------ DATA PROVIDED ------
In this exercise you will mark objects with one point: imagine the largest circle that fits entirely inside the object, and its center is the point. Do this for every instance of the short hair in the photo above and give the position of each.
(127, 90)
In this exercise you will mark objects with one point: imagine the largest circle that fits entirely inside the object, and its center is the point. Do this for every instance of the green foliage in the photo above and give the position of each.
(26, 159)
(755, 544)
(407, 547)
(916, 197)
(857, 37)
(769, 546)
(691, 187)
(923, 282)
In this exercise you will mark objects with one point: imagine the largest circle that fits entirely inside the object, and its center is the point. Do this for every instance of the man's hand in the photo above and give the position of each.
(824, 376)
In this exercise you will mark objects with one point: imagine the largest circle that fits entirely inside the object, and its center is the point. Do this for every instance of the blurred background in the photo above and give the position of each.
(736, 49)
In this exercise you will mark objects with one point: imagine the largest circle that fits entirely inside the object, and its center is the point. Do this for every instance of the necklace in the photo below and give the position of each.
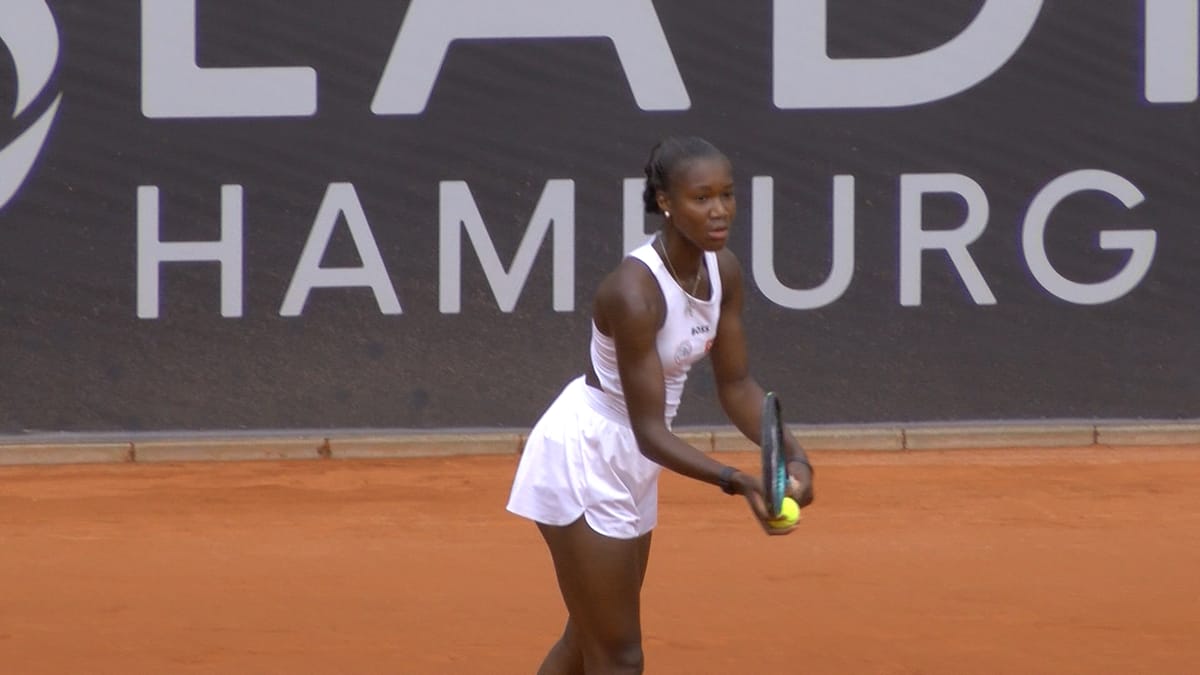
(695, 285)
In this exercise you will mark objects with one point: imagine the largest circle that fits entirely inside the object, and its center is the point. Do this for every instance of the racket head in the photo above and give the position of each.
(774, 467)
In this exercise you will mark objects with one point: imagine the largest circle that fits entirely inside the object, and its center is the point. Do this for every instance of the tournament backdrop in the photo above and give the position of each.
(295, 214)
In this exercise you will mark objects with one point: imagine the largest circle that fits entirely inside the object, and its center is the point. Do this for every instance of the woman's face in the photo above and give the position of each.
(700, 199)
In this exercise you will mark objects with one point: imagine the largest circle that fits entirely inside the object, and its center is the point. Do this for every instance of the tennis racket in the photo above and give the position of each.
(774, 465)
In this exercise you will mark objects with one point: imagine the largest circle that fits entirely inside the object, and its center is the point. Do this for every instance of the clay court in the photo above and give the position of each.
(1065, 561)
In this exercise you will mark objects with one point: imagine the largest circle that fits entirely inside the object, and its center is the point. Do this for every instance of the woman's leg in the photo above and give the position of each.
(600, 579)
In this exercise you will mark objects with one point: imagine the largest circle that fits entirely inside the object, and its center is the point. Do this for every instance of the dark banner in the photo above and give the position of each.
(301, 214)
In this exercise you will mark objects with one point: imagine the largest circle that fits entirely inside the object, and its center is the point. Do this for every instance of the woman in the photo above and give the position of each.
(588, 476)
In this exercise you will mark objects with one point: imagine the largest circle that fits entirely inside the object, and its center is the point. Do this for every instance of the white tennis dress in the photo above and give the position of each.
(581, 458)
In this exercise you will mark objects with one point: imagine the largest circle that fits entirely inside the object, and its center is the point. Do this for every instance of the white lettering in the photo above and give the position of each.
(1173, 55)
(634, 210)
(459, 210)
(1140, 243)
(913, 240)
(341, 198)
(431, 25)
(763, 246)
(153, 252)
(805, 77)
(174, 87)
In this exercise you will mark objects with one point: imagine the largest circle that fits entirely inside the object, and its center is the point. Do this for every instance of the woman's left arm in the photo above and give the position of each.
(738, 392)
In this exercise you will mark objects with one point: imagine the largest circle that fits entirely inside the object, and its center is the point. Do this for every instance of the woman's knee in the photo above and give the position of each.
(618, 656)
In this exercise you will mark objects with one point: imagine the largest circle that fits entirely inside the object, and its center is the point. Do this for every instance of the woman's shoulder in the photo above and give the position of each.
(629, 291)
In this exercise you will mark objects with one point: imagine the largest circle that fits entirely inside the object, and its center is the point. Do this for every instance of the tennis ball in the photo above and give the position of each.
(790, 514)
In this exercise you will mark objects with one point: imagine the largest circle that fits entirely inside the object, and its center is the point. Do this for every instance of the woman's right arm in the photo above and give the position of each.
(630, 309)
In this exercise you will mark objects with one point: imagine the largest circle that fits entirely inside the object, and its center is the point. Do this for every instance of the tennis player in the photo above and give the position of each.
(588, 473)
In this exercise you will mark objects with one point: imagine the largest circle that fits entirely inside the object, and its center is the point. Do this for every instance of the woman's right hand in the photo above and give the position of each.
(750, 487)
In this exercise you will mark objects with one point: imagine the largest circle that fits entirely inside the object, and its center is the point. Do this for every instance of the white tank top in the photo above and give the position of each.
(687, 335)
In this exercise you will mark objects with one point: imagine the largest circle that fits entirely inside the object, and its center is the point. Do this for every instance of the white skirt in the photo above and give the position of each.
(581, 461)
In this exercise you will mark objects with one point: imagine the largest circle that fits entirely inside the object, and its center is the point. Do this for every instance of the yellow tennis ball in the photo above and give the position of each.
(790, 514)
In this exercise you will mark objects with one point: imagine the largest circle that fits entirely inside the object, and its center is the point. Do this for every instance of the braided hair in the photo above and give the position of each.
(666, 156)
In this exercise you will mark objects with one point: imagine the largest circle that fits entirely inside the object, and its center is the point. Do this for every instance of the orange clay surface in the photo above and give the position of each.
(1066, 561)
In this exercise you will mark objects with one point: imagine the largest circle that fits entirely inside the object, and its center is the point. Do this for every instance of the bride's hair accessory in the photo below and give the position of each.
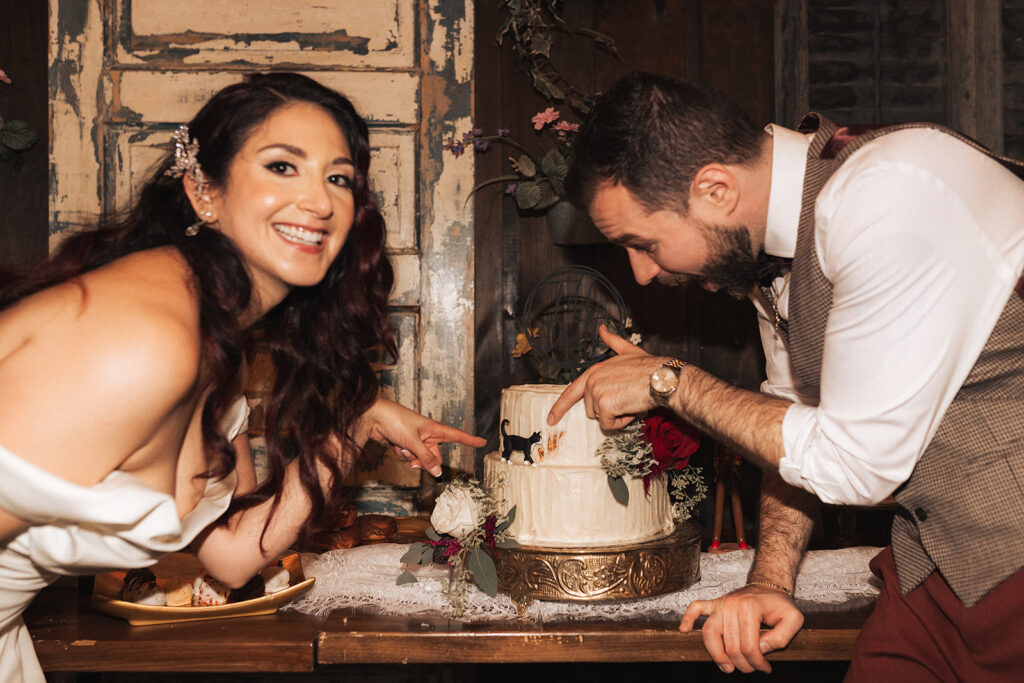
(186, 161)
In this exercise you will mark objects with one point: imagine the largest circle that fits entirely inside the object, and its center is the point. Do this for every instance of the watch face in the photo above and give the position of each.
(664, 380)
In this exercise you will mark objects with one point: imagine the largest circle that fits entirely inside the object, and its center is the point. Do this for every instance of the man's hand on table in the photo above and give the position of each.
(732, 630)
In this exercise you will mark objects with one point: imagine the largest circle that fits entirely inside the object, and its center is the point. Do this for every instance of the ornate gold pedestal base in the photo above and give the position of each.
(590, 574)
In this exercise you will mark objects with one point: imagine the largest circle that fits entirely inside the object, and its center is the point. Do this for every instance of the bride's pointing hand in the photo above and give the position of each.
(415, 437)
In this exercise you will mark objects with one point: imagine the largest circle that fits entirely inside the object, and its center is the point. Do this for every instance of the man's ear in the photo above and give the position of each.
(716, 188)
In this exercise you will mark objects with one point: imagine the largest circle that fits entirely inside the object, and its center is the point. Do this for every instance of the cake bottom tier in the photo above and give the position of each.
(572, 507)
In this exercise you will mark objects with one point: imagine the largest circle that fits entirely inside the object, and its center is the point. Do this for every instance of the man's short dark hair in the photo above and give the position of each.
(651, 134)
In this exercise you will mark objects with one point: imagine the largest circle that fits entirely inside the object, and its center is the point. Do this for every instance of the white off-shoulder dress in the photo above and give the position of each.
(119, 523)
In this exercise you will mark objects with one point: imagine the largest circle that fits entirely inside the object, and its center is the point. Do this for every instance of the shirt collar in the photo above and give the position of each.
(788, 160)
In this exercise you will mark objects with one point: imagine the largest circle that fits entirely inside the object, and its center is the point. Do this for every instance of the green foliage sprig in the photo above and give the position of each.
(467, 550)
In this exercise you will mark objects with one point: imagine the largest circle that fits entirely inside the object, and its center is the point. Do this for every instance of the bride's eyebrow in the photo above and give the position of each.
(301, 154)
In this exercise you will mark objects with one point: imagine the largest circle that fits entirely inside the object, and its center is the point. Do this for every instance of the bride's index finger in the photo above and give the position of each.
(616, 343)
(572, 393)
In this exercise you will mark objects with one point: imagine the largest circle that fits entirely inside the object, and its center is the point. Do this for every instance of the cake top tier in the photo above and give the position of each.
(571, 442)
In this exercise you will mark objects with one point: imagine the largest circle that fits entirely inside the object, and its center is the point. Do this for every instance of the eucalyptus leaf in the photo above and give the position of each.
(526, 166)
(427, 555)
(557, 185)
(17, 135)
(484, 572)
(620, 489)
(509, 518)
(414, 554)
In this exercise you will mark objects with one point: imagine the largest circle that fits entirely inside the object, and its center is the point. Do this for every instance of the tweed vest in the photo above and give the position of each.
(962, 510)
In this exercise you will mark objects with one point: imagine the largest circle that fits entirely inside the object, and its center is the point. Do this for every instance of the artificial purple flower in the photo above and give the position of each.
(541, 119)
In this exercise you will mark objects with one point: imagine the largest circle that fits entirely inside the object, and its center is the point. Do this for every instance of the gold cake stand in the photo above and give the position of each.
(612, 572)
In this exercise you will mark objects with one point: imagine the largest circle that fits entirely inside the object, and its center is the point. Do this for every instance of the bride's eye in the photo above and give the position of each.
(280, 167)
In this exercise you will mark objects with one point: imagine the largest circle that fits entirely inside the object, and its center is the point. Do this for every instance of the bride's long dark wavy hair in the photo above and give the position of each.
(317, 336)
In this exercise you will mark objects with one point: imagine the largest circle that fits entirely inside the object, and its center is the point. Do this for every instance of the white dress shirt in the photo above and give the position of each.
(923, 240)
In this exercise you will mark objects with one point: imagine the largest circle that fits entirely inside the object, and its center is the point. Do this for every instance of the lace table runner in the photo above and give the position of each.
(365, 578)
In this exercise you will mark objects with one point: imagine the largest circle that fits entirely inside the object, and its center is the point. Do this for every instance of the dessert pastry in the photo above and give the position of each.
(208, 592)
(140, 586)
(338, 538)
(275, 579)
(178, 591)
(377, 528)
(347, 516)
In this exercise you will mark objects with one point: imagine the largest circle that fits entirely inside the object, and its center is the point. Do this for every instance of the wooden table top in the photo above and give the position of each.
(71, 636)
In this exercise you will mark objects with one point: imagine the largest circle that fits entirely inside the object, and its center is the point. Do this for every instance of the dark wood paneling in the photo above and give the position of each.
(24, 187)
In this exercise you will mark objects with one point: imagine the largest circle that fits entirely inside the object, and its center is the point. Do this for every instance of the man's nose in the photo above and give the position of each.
------
GOAL - Please rewrite the listing lines that start at the line containing "the tennis racket" and stop after the line containing "(1065, 561)", swapping "clay court" for "grass court" and leaving everything else unchanged.

OUTPUT OF THE EXERCISE -
In this exercise you will mark objects with one point: imagine the largest circle that fits entirely inside the object, and its center is the point. Do this for every instance of the tennis racket in the photo above and give the position of each.
(774, 465)
In this exercise you will mark objects with one point: imagine the largest circle that fits entirely inside the object, and its center is the point. Do this for every instance of the grass court in the photo above and give the position of each.
(1065, 561)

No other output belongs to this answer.